* Work order:
In the copy, keep every word of the data below and none of its pictures.
'''
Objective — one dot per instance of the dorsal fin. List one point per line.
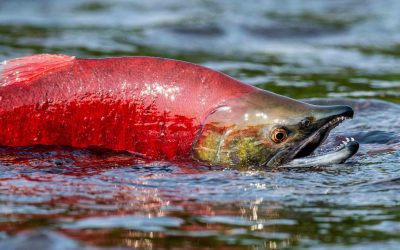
(25, 69)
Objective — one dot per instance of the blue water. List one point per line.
(329, 51)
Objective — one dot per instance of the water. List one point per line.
(63, 198)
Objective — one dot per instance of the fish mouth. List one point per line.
(311, 143)
(306, 147)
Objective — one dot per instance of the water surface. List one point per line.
(345, 52)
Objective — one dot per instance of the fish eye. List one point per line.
(278, 135)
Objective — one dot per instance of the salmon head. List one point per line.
(263, 129)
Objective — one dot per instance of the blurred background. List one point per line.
(61, 198)
(342, 48)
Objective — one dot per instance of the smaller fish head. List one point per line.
(262, 129)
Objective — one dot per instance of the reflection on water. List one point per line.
(69, 198)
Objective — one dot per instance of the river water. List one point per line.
(345, 52)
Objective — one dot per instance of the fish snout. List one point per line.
(331, 112)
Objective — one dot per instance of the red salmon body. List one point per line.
(149, 106)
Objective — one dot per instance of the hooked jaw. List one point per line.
(266, 130)
(328, 118)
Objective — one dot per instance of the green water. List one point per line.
(330, 50)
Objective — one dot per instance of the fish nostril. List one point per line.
(305, 123)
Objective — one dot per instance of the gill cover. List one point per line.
(240, 132)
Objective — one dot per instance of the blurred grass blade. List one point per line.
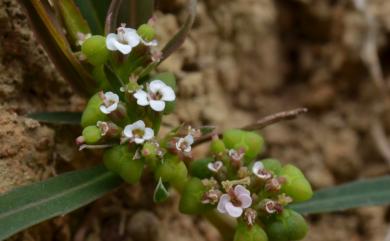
'''
* Exercise solution:
Objective — one dot per instance of the dorsal fin. List one point per line.
(25, 69)
Objective — one dot per instance of the blue water. List one point per line.
(329, 51)
Objective — one dot per instance of the water. List one point per line.
(63, 198)
Objective — one dot per instance of the fish mouth. List one point per line.
(311, 143)
(306, 147)
Objective — one dot per instance of the water surface. List one point per line.
(345, 52)
Objective — one dot per instance of the fish eye. List one point per line.
(278, 135)
Objective — one dot per instance of the salmon head. List one point per line.
(263, 129)
Objective — one dot per instance of the blurred background. List one point per line.
(61, 198)
(342, 48)
Objective — one dot per instance of the smaller fish head. List one point per line.
(262, 129)
Objective — one dot per instance of the reflection on water. List one point per line.
(69, 198)
Objective — one dot per instance of the river water. List one point per line.
(345, 52)
Objective — one dot per instance of the fish snout. List one point per line.
(331, 112)
Objective — one dot per instance of the red salmon body. List one point per line.
(149, 106)
Objective — one dot per instance of the hooked jaw. List one point per line.
(266, 130)
(328, 118)
Objective — one dot per instance of the green water. List one point per line.
(330, 50)
Objective — one dot per instance of the fish nostril. List one point per line.
(305, 123)
Objective — one dot per instance of the gill cover. List one point per line.
(240, 132)
Objective — one dot per instance of the blurred grass blade. List one point per line.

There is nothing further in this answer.